Exercise input Start Marker
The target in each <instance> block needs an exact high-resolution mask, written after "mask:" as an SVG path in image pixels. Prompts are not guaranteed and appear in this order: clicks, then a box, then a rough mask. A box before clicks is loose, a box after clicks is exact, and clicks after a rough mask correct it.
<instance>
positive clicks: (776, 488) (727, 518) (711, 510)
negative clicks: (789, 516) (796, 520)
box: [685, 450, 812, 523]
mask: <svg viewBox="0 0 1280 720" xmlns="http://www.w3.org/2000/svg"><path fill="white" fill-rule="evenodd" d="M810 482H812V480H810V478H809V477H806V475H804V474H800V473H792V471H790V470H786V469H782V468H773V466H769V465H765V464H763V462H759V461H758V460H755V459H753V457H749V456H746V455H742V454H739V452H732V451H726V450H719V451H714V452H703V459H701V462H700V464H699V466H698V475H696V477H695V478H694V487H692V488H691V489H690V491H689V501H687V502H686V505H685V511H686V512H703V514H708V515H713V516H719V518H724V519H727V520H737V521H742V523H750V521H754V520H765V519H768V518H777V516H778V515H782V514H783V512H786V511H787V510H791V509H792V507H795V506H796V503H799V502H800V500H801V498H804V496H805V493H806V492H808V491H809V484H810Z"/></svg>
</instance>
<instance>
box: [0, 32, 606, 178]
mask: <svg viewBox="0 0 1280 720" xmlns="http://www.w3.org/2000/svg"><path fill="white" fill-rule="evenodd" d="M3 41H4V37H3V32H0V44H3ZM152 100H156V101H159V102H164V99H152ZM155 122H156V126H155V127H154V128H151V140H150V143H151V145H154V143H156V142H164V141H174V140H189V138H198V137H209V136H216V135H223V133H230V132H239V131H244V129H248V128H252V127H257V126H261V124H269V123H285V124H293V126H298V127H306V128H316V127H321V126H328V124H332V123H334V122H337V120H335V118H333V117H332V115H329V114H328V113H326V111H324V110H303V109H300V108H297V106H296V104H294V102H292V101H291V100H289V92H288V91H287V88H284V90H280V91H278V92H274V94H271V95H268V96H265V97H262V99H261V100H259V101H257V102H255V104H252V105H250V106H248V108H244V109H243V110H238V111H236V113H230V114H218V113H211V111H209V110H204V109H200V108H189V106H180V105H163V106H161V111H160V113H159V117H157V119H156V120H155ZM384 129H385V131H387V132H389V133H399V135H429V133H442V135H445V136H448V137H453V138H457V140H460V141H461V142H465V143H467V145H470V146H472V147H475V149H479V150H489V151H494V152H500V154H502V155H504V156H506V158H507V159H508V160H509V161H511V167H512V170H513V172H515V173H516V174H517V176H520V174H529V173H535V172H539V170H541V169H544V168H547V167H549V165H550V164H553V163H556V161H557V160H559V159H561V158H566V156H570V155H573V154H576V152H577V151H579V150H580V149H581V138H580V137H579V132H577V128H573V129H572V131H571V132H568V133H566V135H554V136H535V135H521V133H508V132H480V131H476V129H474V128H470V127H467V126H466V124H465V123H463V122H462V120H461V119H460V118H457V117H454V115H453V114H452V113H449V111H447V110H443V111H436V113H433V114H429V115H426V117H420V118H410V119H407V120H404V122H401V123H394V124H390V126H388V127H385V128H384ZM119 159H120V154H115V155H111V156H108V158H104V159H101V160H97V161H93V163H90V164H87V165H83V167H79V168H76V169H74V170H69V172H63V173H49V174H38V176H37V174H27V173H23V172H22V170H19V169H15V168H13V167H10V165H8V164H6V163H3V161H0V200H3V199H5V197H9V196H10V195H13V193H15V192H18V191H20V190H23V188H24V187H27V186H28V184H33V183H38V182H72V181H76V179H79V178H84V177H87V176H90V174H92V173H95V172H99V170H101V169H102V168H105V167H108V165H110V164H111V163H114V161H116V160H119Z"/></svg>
Exercise input End Marker
What to do:
With every line intact, print the records above again.

Worked solution:
The target in each <instance> block needs an exact high-resolution mask, written after "mask:" as an SVG path in image pixels. Prompts are not guaranteed and appear in this order: clicks, then a box, then a rough mask. A box before clicks is loose, a box after clicks is exact, and clicks after a rough mask correct it.
<instance>
positive clicks: (776, 488) (727, 518) (711, 510)
negative clicks: (789, 516) (796, 520)
box: [685, 450, 812, 523]
mask: <svg viewBox="0 0 1280 720" xmlns="http://www.w3.org/2000/svg"><path fill="white" fill-rule="evenodd" d="M810 482H812V480H810V478H809V477H806V475H804V474H800V473H792V471H790V470H786V469H782V468H773V466H769V465H765V464H763V462H759V461H758V460H755V459H753V457H749V456H746V455H742V454H739V452H732V451H726V450H719V451H714V452H703V459H701V462H700V464H699V466H698V475H696V477H695V478H694V487H692V488H691V489H690V491H689V501H687V502H686V505H685V511H686V512H703V514H708V515H713V516H719V518H724V519H727V520H737V521H742V523H750V521H754V520H765V519H768V518H777V516H778V515H782V514H783V512H786V511H787V510H791V509H792V507H795V506H796V503H799V502H800V500H801V498H804V496H805V493H806V492H808V491H809V484H810Z"/></svg>
</instance>
<instance>
box: [0, 32, 606, 178]
mask: <svg viewBox="0 0 1280 720" xmlns="http://www.w3.org/2000/svg"><path fill="white" fill-rule="evenodd" d="M3 41H4V37H3V32H0V44H3ZM152 100H156V101H159V102H164V99H152ZM155 122H156V126H155V127H154V128H151V140H150V143H151V145H154V143H156V142H164V141H174V140H189V138H198V137H209V136H216V135H223V133H230V132H239V131H244V129H248V128H252V127H257V126H261V124H269V123H285V124H293V126H298V127H306V128H316V127H321V126H328V124H332V123H334V122H337V120H335V118H333V117H332V115H329V114H328V113H326V111H324V110H303V109H300V108H297V106H296V104H294V102H292V101H291V100H289V92H288V91H287V88H284V90H280V91H278V92H274V94H271V95H268V96H265V97H262V99H261V100H259V101H257V102H255V104H252V105H250V106H248V108H244V109H243V110H238V111H236V113H230V114H218V113H211V111H209V110H204V109H200V108H189V106H180V105H163V106H161V111H160V113H159V117H157V119H156V120H155ZM384 129H385V131H387V132H389V133H399V135H429V133H442V135H445V136H448V137H453V138H457V140H460V141H461V142H465V143H467V145H470V146H472V147H475V149H479V150H489V151H494V152H500V154H502V155H504V156H506V158H507V159H508V160H509V161H511V167H512V170H513V172H515V173H516V174H517V176H520V174H529V173H535V172H539V170H541V169H544V168H547V167H549V165H550V164H553V163H556V161H557V160H559V159H561V158H566V156H570V155H573V154H576V152H577V151H579V150H580V149H581V138H580V137H579V132H577V128H573V129H572V131H571V132H568V133H566V135H554V136H535V135H521V133H508V132H480V131H476V129H474V128H470V127H467V126H466V124H465V123H463V122H462V120H461V119H460V118H457V117H454V115H453V114H452V113H449V111H447V110H443V111H436V113H433V114H429V115H426V117H420V118H410V119H407V120H404V122H401V123H394V124H390V126H388V127H385V128H384ZM119 159H120V154H115V155H111V156H108V158H104V159H101V160H97V161H93V163H90V164H87V165H83V167H79V168H76V169H74V170H69V172H63V173H49V174H38V176H37V174H27V173H23V172H22V170H19V169H15V168H13V167H10V165H8V164H6V163H3V161H0V200H3V199H5V197H9V196H10V195H13V193H15V192H18V191H20V190H23V188H24V187H27V186H28V184H33V183H38V182H72V181H76V179H79V178H84V177H87V176H90V174H92V173H95V172H99V170H101V169H102V168H105V167H108V165H110V164H111V163H114V161H116V160H119Z"/></svg>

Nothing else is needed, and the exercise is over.